== GIVEN REQUEST ==
Express the records below as a two-column CSV with the headers label_request and boxes, covering only everything from the line containing "each white siding" down to the line containing "[155, 135, 185, 232]", both included. Give one row per record, with its text and its answer each in one quoted field and line breaks replaced by spaces.

== RECORDS SUPPLIED ==
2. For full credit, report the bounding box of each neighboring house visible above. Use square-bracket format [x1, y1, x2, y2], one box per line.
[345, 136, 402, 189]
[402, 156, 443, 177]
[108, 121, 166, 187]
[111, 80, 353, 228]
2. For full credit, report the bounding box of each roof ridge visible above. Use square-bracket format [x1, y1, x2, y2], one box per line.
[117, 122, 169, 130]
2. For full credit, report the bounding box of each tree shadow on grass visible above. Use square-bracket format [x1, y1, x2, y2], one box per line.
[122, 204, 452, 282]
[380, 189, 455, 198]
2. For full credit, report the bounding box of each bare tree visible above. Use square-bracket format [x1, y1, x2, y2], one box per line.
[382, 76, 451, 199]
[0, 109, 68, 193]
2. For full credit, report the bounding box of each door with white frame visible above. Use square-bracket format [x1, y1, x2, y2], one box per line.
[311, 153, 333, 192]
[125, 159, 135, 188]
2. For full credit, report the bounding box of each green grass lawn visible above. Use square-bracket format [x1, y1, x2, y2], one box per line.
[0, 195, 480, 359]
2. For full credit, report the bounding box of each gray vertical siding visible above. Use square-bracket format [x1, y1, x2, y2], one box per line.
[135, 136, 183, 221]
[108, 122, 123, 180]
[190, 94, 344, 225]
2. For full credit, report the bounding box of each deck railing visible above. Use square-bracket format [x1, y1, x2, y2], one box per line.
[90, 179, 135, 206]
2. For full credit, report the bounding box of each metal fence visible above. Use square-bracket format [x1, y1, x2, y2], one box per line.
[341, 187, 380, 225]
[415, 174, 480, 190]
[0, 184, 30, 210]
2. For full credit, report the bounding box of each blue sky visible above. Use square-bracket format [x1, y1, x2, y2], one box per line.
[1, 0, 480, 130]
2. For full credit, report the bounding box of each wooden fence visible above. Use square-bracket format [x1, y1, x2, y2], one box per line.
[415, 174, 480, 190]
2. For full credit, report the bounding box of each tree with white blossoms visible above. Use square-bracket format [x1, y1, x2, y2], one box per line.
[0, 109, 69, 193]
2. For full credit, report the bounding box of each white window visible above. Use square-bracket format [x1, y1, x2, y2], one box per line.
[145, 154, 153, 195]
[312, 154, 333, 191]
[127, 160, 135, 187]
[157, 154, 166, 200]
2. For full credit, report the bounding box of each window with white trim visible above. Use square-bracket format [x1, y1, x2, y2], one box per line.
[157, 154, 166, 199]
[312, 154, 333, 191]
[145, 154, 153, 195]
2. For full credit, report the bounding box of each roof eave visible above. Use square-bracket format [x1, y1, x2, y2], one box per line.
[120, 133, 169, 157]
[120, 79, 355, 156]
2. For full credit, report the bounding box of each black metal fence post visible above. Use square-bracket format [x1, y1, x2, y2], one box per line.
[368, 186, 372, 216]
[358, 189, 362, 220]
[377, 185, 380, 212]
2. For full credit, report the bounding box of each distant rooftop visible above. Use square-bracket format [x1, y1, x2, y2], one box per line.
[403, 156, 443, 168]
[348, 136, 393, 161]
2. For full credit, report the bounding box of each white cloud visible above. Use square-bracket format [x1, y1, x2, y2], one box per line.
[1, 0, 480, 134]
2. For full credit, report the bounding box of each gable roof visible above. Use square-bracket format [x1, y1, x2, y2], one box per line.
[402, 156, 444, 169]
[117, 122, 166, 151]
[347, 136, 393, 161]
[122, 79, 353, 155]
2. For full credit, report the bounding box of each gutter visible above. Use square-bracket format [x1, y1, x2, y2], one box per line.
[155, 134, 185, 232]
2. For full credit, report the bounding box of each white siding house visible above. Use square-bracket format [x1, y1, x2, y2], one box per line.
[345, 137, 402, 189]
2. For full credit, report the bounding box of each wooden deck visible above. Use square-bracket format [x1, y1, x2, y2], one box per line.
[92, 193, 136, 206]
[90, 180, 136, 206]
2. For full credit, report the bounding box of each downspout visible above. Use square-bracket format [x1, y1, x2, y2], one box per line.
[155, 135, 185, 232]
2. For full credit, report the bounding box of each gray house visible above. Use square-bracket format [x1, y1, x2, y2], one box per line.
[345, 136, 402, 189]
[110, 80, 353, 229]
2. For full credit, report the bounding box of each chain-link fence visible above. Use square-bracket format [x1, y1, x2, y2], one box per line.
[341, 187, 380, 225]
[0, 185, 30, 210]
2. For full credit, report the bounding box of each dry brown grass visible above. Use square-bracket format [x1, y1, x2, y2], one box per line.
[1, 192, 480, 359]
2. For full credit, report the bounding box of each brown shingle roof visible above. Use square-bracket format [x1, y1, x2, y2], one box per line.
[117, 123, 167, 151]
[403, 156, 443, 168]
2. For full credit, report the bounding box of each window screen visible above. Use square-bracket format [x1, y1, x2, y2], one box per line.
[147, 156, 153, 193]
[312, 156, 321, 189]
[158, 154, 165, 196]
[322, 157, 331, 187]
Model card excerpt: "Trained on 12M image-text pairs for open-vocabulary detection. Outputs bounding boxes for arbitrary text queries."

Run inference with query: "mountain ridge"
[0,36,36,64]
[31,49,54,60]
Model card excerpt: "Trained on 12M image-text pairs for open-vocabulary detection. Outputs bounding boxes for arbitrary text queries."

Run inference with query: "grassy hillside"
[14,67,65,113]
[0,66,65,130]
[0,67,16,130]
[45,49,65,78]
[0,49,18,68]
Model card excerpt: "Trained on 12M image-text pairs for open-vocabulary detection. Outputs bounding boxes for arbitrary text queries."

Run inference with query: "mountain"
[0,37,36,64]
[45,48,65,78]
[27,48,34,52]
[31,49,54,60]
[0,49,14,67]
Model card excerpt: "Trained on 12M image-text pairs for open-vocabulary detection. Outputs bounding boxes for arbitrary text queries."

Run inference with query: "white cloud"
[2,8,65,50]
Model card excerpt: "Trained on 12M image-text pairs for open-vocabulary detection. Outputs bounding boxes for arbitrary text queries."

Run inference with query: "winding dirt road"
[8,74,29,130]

== ANSWER FOR THE TASK ==
label_request,boxes
"2. For full credit, report the bounding box of each white siding house visible above. Use square-bracket format [x1, y1, x2, y2], one box per line.","[345, 137, 402, 189]"
"2. For full credit, report the bounding box of each wooden deck visible above. Use square-bracket format [x1, y1, x2, y2], one box per line.","[92, 193, 136, 206] [90, 180, 136, 206]"
"2. For full credit, report the bounding box of each downspout visible above. Use square-bracket format [x1, y1, x2, y2], one box per line.","[155, 135, 185, 232]"